_AIM OF THE EXERCISE_: Continue the account below of the old man at the Music City Lounge, starting after its last sentence.

_PAGE EXCERPT_:
*** Block opens ***

I was working the Music City Lounge on Broadway one cold, rainy night back before Broadway was “revitalized”. The crowds were thin, the tip bucket was nearly empty, and the bartender was playing tiddly-winks with beer caps. A little old man, shabbily dressed with rain dripping off the brim of his shapeless hat, wandered in the door, looked around hesitantly for a few moments, and then shambled toward the bandstand and took a seat at a rickety table in front of me. A waitress brought him a beer and he fumbled in his pockets for enough loose change to pay for it and sipped it slowly and watched us play with cloudy, red-rimmed eyes. A faint smile lit up his wrinkled face and he settled back, gathered his tattered grey overcoat closer around his thin body, coughed, and lit a cigarette. He didn’t look like he was gonna be a big tipper.
When we took a break he motioned to me with a gnarly hand and I stopped by his table and listened to his story.

*** Block closes ***

_INFORMATION SHOWN_:
*** Block opens ***

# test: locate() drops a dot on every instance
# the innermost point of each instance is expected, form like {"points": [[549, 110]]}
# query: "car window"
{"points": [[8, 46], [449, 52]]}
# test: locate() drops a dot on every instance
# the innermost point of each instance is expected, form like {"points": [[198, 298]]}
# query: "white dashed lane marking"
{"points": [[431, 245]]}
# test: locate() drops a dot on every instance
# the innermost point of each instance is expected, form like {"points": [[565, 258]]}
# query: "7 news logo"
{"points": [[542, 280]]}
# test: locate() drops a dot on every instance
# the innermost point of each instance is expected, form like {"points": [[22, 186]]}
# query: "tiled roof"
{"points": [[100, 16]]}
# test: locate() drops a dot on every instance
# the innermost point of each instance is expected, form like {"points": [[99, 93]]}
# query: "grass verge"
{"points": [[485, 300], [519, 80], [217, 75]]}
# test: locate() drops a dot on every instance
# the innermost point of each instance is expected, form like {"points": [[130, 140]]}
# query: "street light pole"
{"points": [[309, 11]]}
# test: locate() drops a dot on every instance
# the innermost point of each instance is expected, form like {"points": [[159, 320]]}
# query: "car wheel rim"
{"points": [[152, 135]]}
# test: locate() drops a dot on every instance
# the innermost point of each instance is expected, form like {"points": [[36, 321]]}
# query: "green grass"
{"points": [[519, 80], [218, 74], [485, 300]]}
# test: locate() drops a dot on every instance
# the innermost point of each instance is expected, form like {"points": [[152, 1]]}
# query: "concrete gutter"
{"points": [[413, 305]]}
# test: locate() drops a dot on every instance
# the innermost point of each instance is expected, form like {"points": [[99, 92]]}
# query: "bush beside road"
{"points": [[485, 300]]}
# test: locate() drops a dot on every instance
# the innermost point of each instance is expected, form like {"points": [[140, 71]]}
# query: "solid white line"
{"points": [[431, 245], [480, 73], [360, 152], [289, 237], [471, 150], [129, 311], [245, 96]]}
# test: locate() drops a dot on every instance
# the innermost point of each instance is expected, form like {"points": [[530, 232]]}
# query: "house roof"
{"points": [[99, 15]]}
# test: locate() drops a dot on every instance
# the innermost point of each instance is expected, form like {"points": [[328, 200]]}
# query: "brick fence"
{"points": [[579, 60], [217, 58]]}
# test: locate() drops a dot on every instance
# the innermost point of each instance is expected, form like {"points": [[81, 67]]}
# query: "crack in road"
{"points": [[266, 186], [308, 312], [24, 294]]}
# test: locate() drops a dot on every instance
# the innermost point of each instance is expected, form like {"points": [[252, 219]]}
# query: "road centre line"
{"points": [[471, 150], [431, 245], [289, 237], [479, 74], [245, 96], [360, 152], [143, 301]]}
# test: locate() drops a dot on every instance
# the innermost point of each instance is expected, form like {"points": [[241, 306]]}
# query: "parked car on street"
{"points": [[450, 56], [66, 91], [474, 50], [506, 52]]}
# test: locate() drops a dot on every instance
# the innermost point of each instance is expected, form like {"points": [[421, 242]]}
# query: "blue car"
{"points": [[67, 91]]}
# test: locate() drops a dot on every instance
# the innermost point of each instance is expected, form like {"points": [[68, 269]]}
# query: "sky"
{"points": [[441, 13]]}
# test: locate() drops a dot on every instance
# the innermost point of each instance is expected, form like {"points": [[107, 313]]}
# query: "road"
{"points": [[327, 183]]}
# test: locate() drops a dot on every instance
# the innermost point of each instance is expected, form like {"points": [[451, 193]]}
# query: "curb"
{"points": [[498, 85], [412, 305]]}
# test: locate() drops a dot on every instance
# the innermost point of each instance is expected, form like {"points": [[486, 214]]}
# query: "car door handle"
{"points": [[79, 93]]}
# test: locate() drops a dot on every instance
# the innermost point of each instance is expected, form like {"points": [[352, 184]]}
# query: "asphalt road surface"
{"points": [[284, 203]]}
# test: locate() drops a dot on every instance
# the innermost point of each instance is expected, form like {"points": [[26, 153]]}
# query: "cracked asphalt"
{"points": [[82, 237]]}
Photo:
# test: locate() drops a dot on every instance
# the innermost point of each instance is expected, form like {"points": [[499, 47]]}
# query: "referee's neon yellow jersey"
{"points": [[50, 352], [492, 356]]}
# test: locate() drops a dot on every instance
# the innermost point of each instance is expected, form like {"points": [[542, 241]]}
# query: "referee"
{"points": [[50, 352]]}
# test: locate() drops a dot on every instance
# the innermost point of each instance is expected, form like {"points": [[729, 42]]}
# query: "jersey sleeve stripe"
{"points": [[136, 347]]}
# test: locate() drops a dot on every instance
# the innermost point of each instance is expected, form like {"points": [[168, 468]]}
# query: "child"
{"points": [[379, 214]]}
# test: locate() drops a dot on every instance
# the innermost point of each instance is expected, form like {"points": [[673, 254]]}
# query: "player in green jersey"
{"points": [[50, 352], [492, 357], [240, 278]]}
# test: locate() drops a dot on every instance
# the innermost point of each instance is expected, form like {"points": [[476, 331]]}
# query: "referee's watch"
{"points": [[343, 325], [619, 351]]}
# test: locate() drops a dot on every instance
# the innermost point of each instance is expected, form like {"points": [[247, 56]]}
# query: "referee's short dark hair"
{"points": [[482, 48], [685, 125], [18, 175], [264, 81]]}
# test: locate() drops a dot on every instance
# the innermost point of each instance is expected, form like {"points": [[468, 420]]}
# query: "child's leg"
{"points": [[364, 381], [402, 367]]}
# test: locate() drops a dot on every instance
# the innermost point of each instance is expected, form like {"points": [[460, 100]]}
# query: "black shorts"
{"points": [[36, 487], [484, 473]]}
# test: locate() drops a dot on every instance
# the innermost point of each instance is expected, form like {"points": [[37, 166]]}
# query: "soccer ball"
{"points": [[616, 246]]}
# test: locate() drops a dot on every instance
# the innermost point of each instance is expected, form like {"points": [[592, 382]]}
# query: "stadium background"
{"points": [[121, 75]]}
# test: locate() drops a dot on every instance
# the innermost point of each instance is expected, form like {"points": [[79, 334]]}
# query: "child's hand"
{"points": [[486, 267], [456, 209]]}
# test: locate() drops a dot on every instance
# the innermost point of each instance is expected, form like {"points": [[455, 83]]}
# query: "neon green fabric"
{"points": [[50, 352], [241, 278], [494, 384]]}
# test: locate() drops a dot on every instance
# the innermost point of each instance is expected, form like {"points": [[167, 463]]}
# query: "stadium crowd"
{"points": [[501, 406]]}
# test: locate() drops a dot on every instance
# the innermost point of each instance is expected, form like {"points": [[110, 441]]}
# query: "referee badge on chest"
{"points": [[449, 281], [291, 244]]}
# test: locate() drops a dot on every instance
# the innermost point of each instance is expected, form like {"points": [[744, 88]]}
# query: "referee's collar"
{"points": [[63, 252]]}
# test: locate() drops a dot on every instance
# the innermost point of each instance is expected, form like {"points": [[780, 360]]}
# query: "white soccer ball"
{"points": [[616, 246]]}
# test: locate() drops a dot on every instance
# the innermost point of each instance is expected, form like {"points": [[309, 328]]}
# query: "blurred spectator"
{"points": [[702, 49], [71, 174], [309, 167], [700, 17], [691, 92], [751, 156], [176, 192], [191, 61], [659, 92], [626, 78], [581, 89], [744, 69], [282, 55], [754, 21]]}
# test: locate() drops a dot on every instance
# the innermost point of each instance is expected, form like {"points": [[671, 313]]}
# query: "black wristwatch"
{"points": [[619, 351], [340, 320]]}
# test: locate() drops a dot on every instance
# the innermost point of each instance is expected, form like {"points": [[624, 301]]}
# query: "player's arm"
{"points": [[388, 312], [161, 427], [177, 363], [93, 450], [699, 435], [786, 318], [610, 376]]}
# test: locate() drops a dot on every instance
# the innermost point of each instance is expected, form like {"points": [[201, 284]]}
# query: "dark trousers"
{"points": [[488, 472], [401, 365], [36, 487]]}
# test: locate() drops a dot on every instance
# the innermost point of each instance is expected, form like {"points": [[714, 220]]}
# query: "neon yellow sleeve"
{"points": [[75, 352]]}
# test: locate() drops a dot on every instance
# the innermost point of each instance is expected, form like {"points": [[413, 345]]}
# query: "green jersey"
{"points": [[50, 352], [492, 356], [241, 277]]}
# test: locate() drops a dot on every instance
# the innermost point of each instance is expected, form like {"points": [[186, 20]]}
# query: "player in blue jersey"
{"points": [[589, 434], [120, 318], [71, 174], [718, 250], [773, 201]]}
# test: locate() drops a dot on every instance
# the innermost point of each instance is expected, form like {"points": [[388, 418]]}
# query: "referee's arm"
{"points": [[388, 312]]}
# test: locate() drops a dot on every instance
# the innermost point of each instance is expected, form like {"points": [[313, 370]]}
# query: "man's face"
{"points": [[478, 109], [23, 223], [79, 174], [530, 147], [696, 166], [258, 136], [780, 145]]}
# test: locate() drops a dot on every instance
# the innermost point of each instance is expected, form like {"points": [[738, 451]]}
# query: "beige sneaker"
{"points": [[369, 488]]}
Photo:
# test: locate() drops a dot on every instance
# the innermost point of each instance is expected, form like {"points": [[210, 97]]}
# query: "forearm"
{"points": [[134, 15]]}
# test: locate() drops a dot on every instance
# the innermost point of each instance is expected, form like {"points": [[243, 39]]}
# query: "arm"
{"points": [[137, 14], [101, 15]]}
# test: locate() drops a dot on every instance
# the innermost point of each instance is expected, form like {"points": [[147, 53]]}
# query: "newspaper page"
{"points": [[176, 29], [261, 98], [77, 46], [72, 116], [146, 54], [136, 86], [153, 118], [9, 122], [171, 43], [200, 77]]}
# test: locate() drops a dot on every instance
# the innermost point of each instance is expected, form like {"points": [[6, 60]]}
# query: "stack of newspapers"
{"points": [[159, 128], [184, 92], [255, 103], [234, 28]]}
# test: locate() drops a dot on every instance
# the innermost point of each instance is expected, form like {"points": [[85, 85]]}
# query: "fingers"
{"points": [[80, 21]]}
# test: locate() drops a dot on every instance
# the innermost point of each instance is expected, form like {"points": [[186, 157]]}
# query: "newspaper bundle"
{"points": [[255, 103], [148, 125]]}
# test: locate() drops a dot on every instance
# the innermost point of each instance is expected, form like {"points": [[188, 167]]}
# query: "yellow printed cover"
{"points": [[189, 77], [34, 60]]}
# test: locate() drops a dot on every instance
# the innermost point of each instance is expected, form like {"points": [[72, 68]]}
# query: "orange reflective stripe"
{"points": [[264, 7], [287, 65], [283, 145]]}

*** Block closes ***

_REPLY_:
He was bad sick and on his way to a VA hospital up North somewhere. He had an hour or so to kill before catching a Greyhound at the terminal up on 8th Ave. He loved country music, and wanted to hear a little of it before he began his journey. He said we were a great band, just great, and he especially liked the steel guitar. He hadn’t been able to get out much lately, because of his illness, and he didn’t have many friends anymore. Family? Oh, a sister somewhere that he hadn’t heard from in years. He didn’t think he’d be coming back to Nashville anyway, and he didn’t know anyone where he was going. His hand trembled when he raised the beer to his mouth, and he had a faraway look in his eyes as he talked.
He left when we started the next set; he had four blocks to walk in the rain. I never saw him again.